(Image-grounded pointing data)

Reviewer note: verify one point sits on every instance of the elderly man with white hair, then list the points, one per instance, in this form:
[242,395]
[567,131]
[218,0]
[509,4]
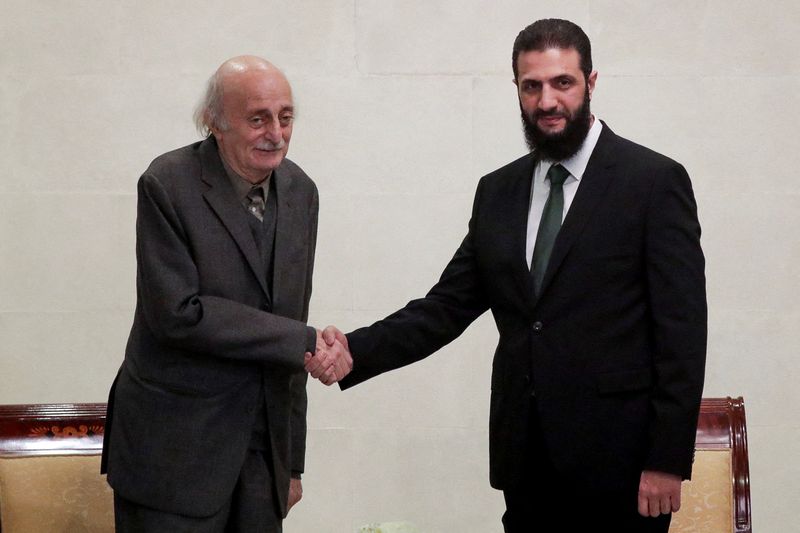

▶ WHAT IS EXPECTED: For this exercise, copy the entries above exactly and skip any picture.

▶ TASK OUTPUT:
Reviewer note: verify one point sits on every instance of the elderly man with white hair, then list the points, one per instance, in this form:
[242,395]
[567,131]
[218,0]
[509,4]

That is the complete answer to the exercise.